### Work request
Return all of the entries exactly, with nothing added or left out.

(Records from a collection)
*-*-*
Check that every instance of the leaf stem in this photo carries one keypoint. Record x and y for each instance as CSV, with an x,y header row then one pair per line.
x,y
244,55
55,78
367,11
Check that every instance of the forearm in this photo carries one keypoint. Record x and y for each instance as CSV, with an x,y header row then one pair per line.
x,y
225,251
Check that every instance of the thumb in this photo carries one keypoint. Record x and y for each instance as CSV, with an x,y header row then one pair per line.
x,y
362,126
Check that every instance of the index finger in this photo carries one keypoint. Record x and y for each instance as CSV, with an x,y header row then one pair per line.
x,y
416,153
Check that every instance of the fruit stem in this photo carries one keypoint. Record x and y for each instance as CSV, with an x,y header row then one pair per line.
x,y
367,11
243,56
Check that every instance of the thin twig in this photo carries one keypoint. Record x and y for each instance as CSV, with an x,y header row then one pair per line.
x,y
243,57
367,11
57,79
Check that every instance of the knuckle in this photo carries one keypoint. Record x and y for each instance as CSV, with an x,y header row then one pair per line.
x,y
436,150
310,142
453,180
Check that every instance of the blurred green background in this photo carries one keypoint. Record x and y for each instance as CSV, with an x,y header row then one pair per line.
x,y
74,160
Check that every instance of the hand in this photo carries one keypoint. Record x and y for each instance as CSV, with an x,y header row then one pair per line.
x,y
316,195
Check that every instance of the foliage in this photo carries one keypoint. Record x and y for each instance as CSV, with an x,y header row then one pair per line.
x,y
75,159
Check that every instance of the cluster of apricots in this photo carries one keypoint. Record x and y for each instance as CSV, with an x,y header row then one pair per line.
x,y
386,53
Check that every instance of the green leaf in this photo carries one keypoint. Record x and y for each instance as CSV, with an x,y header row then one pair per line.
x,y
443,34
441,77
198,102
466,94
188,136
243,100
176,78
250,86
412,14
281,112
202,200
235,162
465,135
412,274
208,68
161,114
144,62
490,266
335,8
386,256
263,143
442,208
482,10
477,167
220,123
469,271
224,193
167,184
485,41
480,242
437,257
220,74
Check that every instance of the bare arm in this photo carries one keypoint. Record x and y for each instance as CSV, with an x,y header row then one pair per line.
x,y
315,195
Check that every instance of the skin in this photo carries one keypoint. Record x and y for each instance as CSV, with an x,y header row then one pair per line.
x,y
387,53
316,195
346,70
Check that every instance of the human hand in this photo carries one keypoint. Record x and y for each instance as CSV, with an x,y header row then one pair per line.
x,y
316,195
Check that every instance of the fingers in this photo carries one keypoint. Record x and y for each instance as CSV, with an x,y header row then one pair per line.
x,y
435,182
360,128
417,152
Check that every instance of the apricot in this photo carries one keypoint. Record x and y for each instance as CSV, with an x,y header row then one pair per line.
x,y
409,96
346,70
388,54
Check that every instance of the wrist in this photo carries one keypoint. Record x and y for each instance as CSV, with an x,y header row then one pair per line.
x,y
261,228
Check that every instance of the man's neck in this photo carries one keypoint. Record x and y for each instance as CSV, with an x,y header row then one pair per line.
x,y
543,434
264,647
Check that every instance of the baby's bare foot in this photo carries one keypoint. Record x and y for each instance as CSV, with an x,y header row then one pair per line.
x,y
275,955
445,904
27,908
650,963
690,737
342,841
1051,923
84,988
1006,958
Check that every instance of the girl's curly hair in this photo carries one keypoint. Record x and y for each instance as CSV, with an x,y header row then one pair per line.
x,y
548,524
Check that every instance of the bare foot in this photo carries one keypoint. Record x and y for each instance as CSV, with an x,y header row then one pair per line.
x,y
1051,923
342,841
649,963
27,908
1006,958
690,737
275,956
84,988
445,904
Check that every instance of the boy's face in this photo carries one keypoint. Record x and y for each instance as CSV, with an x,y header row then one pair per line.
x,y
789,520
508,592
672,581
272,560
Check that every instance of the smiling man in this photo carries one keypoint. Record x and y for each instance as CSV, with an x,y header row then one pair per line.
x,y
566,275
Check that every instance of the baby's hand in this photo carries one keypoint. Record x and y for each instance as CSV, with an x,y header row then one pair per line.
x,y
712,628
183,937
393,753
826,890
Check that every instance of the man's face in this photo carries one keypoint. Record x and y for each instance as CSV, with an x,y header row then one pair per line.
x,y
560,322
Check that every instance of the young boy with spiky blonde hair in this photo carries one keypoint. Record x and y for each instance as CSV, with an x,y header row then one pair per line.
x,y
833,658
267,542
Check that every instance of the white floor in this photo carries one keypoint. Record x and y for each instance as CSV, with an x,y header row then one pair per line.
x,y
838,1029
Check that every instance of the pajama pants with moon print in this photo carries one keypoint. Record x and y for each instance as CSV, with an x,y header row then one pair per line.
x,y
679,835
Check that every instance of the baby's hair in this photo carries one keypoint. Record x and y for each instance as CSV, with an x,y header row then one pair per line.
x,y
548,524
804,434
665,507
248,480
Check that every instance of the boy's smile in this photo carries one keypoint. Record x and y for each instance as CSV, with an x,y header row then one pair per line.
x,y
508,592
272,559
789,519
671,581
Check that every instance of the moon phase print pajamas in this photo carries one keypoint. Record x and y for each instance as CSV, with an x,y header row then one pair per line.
*-*-*
### Exercise output
Check that every instance of the leaf stem in this photo carries one keypoint. Record x and y for each instance as CSV, with an x,y header row then one pair per line.
x,y
244,55
55,78
367,11
Check that every instance of the forearm in this photo carries one keypoint. Record x and y for each instance as CSV, with an x,y header row then one pair per line.
x,y
225,251
Check that every instance of the thumb in this photo carries one keypoint. Record x and y for each instance as CSV, with an x,y header row then one pair per line.
x,y
362,126
Check that every instance of the index finger in this photo carries one keypoint. Record x and y for each instance as CSV, with an x,y header row then one pair per line.
x,y
416,153
Check that every instance of the fruit stem in this photo carries one keypoint. Record x and y for each instance as CSV, with an x,y header row then one pair per line.
x,y
367,11
243,56
Check that every instance of the thin twig in this photo carries one keypoint. Record x and y for each instance as CSV, with an x,y header row then one pair per line.
x,y
243,57
367,11
57,79
Check that every instance of the knuckle in this photo carries one keypoint. Record x and y for each instance as CSV, with an x,y header row then one pair per line.
x,y
436,150
310,142
453,180
Check that every instance of the blurred green background in this photo carries one keypoint. Record x and y for each instance as CSV, with an x,y header row then one pair per line.
x,y
74,160
Check that every instance of the hand in this photo carries one keypoint. Record x and y for each instance as CSV, with an x,y header row then one pair per line.
x,y
316,195
Check that every instance of the foliage in this photo carries one keypoint. Record x and y for each instance as CSV, with an x,y header row then one pair per line.
x,y
75,159
Check that every instance of the cluster of apricots in this photo carries one keypoint. Record x and y for each instance as CSV, with an x,y header row then one pair per line.
x,y
386,53
Check that every instance of the green leaf in this photo carries one keypoint. Record x and y for each instance as CSV, with an x,y header row then one pair per line.
x,y
443,34
441,77
198,102
466,94
188,136
243,100
176,78
250,86
412,14
281,112
202,200
235,162
465,135
412,274
208,68
161,114
144,62
490,266
335,8
386,256
263,143
442,208
482,10
477,167
220,123
469,271
224,193
167,184
485,41
480,242
437,257
220,74
Check that every instance of the bare arm in this photo carries one keypoint. Record x and y for each instance as CSV, with an x,y header row then one pair per line.
x,y
315,195
Check that every instance of the skin in this photo carries one keypoint. Record x and y for each instance as CSV, with an x,y header row then one pair per line.
x,y
387,53
316,195
346,70
Check that every instance of the human hand in this photo carries one keypoint. Record x and y for each instance as CSV, with an x,y header row then one pair per line.
x,y
316,195
Check that every instance of the fingers in this photo carries one keypoint. Record x and y for each instance as CSV, with an x,y header row then one pair per line.
x,y
435,182
360,128
417,152
Check that every instance of the apricot in this photo carries one keypoint. Record x and y for each instance as CSV, with an x,y header row then one pair per line.
x,y
409,96
346,70
388,54
Check that every instance of the wrist in this photo carries one keypoint. Record x and y for each instance as CSV, with an x,y header row then one pair per line.
x,y
261,228
Check that every instance of the man's neck in this photo carries one keypoint. Record x and y for each instance as CSV, with an x,y header row then one pair per line.
x,y
543,434
264,647
Check that every instance of the baby's bare foot in this photo carries one keypoint. Record x and y for each instance as CSV, with an x,y header row then one pair per line.
x,y
275,955
445,904
27,908
650,963
690,737
342,841
1051,923
84,988
1006,958
Check that every instance of the girl's curly hair in this photo carries one keypoint. Record x and y for each instance as CSV, with an x,y header row then one pair per line.
x,y
548,524
Check that every instance of the bare foot in this photo carries one keypoint. Record x and y for each instance as CSV, with an x,y header row then one pair per line.
x,y
1051,923
342,841
649,963
27,908
1006,958
690,737
275,956
84,988
445,904
Check that every instance of the boy's face in this photo carries one keypoint. Record x and y for each instance as CSV, with an x,y header row then one pair per line.
x,y
789,520
508,592
672,581
272,560
Check that every instance of the smiling man in this photo carries one keypoint. Record x and y for each instance as CSV, with an x,y header row then one pair per line.
x,y
566,275
Check that every instance of the baby's hand in this photo carries one keypoint. Record x and y for each instance as CSV, with an x,y header row then one pair per line.
x,y
712,628
183,937
393,753
826,890
Check that every instance of the man's face in this photo carries one keypoint. Record x and y for each instance as CSV, with an x,y header row then one pair per line.
x,y
560,322
Check that every instance of the young boy with spiky blonde hair in this photo carries one keypoint. Record x and y for each instance as CSV, with an x,y header row then one pair per line.
x,y
833,658
267,542
Check that every instance of the white floor in this photo carries one keypoint. Record x and y for each instance as CSV, with an x,y header row then one pair per line.
x,y
838,1029
Check that every instance of the pajama pants with moon print in this photo carries one keypoint. Record x and y for each instance as CSV, with an x,y header row then one pair per line.
x,y
679,835
Check that every instance of the baby's hair in this photo carries one keypoint. Record x and y for each instance as CSV, with an x,y header row then one pair per line.
x,y
548,524
804,434
665,507
248,480
Check that every instance of the boy's smile in this photo carries one keypoint. Record x and y for each instance as CSV, with an x,y header row then one pair per line.
x,y
508,592
272,559
789,519
671,581
Check that every instance of the moon phase print pajamas in this photo carries one keypoint. Record x and y for each instance as CSV, with an x,y header row then one pair per line.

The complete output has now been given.